SHORT TASK ▸ Restate the records below word for word.

RECORDS FOR THIS EXERCISE ▸

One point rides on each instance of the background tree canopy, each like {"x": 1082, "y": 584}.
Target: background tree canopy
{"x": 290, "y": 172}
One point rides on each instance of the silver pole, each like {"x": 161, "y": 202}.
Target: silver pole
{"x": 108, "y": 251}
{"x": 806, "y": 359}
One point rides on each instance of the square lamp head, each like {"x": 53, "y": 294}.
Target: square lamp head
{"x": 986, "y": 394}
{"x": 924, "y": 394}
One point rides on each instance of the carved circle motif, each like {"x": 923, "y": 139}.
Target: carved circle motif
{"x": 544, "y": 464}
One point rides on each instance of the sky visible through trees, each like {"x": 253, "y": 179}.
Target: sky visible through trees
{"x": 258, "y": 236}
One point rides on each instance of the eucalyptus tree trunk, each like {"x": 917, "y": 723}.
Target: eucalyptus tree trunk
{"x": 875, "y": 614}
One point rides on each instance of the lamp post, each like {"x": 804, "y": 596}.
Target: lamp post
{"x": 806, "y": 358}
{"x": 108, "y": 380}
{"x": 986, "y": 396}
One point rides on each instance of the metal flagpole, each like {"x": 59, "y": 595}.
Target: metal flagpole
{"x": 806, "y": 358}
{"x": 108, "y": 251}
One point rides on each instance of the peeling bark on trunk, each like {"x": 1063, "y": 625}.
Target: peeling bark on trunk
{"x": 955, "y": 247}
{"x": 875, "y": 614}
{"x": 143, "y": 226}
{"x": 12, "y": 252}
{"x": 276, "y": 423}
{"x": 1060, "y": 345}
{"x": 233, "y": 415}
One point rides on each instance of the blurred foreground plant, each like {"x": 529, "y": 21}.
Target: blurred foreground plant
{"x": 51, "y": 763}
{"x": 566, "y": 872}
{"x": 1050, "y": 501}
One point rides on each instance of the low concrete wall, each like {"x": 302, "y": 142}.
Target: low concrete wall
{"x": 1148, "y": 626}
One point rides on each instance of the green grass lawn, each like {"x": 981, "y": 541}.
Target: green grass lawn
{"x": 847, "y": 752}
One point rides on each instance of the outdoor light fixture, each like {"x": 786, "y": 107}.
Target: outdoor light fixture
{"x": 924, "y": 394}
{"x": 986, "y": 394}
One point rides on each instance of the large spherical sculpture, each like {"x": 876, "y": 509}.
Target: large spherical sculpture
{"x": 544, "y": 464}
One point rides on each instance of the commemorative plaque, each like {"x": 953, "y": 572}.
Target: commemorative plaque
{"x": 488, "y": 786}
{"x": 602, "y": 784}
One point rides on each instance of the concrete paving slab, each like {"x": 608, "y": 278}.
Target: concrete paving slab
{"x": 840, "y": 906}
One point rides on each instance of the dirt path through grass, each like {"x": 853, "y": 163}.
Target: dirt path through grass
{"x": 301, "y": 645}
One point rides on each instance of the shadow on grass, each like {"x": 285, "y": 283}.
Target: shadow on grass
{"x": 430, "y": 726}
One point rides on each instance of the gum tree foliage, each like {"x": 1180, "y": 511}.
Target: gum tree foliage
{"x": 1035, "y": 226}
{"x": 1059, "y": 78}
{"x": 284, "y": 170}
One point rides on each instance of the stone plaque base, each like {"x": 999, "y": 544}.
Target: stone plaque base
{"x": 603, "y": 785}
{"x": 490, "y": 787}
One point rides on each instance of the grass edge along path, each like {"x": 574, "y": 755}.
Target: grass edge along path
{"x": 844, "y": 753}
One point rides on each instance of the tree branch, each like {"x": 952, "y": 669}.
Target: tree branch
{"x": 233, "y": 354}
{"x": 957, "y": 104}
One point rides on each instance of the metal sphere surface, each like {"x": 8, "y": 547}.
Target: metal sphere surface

WRITTEN RESPONSE ▸
One point rides on each instance of the background tree canopy, each like {"x": 1082, "y": 584}.
Target: background tree canopy
{"x": 290, "y": 172}
One point rides on each instance of the silver pole, each like {"x": 161, "y": 202}.
Target: silver pole
{"x": 108, "y": 251}
{"x": 806, "y": 359}
One point rides on each instance of the square lamp head, each like {"x": 53, "y": 294}.
Target: square lamp head
{"x": 986, "y": 394}
{"x": 924, "y": 394}
One point rides on each instance of the carved circle motif, each like {"x": 923, "y": 139}.
Target: carved circle motif
{"x": 544, "y": 464}
One point rides on each instance of the sky visible through trees, each like {"x": 253, "y": 179}.
Target: sky visible through trees
{"x": 258, "y": 236}
One point rides on each instance of the eucalyptus tree trunk, each like {"x": 917, "y": 723}.
Target: eucalyptus tree trunk
{"x": 875, "y": 614}
One point rides on each instance of the lamp post, each like {"x": 804, "y": 596}.
Target: lamp post
{"x": 806, "y": 358}
{"x": 108, "y": 380}
{"x": 986, "y": 396}
One point rides on each instance of the metal flagpole, each like {"x": 59, "y": 595}.
Target: metal flagpole
{"x": 806, "y": 358}
{"x": 108, "y": 251}
One point rides on each instance of the peeling bark on trunk, each like {"x": 1063, "y": 625}.
Target: peeling bark on trunk
{"x": 955, "y": 247}
{"x": 875, "y": 614}
{"x": 143, "y": 226}
{"x": 12, "y": 252}
{"x": 276, "y": 423}
{"x": 1060, "y": 345}
{"x": 233, "y": 415}
One point rides on each instance of the blurred foreground plant, each like {"x": 529, "y": 21}.
Target: blurred foreground plant
{"x": 51, "y": 763}
{"x": 566, "y": 872}
{"x": 1050, "y": 501}
One point rides on each instance of the low concrete wall, each like {"x": 302, "y": 142}.
Target: low concrete wall
{"x": 1148, "y": 626}
One point rides on each instance of the green grass lawn, each like {"x": 981, "y": 541}.
Target: green grass lawn
{"x": 847, "y": 752}
One point rides on each instance of the outdoor light fixture, each like {"x": 786, "y": 107}.
Target: outdoor light fixture
{"x": 924, "y": 394}
{"x": 986, "y": 394}
One point rides on each instance of the large spherical sculpture, each like {"x": 876, "y": 509}.
Target: large spherical sculpture
{"x": 544, "y": 464}
One point rides on each instance of the commemorative plaque, each like {"x": 953, "y": 572}.
Target: commemorative plaque
{"x": 488, "y": 786}
{"x": 602, "y": 784}
One point rides on each instance of the concrete paving slab, each like {"x": 608, "y": 278}.
Target: concrete paving slab
{"x": 840, "y": 906}
One point rides on each instance of the dirt path through grass, each like {"x": 853, "y": 163}.
Target: dirt path through grass
{"x": 301, "y": 645}
One point rides on each instance of the shadow on grass, each like {"x": 285, "y": 283}.
Target: shadow on grass
{"x": 430, "y": 726}
One point rides on each instance of the gum tree foliage, each like {"x": 1180, "y": 511}.
Target: gum tree foliage
{"x": 1035, "y": 226}
{"x": 1059, "y": 78}
{"x": 284, "y": 170}
One point rides on each instance of the stone plaque base, each like {"x": 999, "y": 544}.
Target: stone plaque base
{"x": 603, "y": 785}
{"x": 490, "y": 787}
One point rides on each instance of the grass edge along path, each like {"x": 574, "y": 755}.
Target: grass edge along path
{"x": 844, "y": 753}
One point rides on each instance of the tree branch, each like {"x": 952, "y": 669}.
Target: tree branch
{"x": 233, "y": 354}
{"x": 957, "y": 104}
One point rides on each instance of the metal sphere surface, each like {"x": 8, "y": 547}.
Target: metal sphere surface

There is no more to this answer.